Given passage: Begin

In 2016, Google discovered just how true that is. The company’s Project Aristotle found that the most successful teams were those where employees felt free to speak their mind and be themselves without fear of judgment, a state of affairs known as “psychological safety.” They could put the smartest employees on one superteam, but if members felt afraid to speak up with creative ideas or questions, all those smarts didn’t lead to breakthroughs.

One team leader shared his stage 4 cancer diagnosis, which dramatically changed the dynamic of the team for the better. Other members followed by sharing their own personal struggles, and afterwards the team felt more comfortable taking creative risks or voicing concerns.

"Study after study has shown that more diversity helps create better business outcomes,” Willenborg said. “Real diversity will only emerge when people feel safe to show up as their authentic selves. So it’s no surprise that when people feel happy and supported at the office that this is also reflected in their day-to-day work.”

Indeed, research on the benefits of psychological safety at work goes back decades. But the trick is finding ways to practically make it happen since that’s not always part of a business plan.

“We want to make sure that our systems, our organizations, our policies, practices, and procedures are in place to allow people to be their true uplifting selves,” Cadet said.

Too often, the “old professionalism” as Cristina Poindexter, co-founder and co-CEO of brain health company Parable calls it, is still firmly in place. She recently posted on LinkedIn about her experiences trying to raise venture capital.

She described “playing the game” in investor meetings, where she often looks and behaves differently from the rest of the room, which is filled with serious men and the occasional woman in stiff suits with tough demeanors—all the while knowing less than 2% of venture funds go to women-led startups.

“The startup world, despite its emphasis on innovation, can all too often run according to the unspoken rules of old professionalism,” Poindexter said. “Conformity, pattern-matching, power games, and exclusivity dynamics course through the underbelly of this beast.”

Given passage: End

* _Problems and tasks_
1. List every person whom the passage on psychological safety quotes by name.
2. According to the passage on psychological safety, what was the name of the Google study on successful teams?
3. Reproduce the part of the passage on psychological safety starting at "Too often, the" and ending at "to women-led startups.".
The records that come next are separate material and bear no relation to the passage on psychological safety.

Data excerpts: Begin

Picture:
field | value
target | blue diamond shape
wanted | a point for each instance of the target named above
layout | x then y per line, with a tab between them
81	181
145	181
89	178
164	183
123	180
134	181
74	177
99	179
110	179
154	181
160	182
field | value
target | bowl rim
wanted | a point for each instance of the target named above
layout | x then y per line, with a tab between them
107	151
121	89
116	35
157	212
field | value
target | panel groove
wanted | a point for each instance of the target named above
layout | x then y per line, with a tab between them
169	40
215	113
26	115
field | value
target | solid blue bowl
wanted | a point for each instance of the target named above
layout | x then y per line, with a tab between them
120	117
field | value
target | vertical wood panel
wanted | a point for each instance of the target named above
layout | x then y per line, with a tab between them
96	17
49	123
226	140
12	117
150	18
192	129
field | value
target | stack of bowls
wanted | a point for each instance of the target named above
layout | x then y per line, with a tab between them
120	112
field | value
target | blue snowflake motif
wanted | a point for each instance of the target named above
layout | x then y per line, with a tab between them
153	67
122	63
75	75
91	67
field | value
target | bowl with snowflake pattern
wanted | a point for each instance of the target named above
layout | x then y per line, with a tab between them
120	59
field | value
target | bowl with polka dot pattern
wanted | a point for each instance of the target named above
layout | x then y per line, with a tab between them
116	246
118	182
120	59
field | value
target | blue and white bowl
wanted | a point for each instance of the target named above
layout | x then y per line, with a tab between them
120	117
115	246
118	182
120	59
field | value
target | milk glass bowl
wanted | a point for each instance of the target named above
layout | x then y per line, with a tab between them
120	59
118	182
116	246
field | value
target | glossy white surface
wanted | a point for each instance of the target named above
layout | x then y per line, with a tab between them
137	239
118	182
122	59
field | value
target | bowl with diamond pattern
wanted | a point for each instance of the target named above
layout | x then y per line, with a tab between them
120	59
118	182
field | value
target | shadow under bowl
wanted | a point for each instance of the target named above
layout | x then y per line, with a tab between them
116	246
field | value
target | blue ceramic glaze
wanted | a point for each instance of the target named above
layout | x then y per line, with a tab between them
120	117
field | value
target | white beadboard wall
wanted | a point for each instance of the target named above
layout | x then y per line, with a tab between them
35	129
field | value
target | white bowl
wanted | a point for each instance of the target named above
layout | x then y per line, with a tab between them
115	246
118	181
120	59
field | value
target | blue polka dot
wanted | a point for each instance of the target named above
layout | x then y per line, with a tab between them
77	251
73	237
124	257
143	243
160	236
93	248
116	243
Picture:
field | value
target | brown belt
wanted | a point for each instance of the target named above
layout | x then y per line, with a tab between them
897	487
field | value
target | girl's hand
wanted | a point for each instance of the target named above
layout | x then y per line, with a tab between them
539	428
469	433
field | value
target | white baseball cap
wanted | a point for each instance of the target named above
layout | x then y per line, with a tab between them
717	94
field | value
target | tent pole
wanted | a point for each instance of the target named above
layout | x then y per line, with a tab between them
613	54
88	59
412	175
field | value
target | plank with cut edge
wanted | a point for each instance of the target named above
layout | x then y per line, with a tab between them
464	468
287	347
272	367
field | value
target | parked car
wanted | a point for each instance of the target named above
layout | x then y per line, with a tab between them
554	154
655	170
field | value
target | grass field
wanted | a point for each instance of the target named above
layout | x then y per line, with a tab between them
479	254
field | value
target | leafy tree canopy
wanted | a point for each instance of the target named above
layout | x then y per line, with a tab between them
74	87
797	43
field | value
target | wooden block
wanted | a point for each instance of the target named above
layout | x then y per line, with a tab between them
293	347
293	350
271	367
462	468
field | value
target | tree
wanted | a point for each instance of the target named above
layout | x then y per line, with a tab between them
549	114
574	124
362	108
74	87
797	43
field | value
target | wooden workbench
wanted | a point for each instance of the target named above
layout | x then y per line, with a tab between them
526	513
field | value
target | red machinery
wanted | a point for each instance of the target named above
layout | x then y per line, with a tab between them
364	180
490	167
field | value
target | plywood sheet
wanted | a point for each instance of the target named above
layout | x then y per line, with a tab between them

Data excerpts: End

* _Answers per task_
1.
Willenborg
Cadet
Cristina Poindexter

2. Project Aristotle.

3.
Too often, the “old professionalism” as Cristina Poindexter, co-founder and co-CEO of brain health company Parable calls it, is still firmly in place. She recently posted on LinkedIn about her experiences trying to raise venture capital.

She described “playing the game” in investor meetings, where she often looks and behaves differently from the rest of the room, which is filled with serious men and the occasional woman in stiff suits with tough demeanors—all the while knowing less than 2% of venture funds go to women-led startups.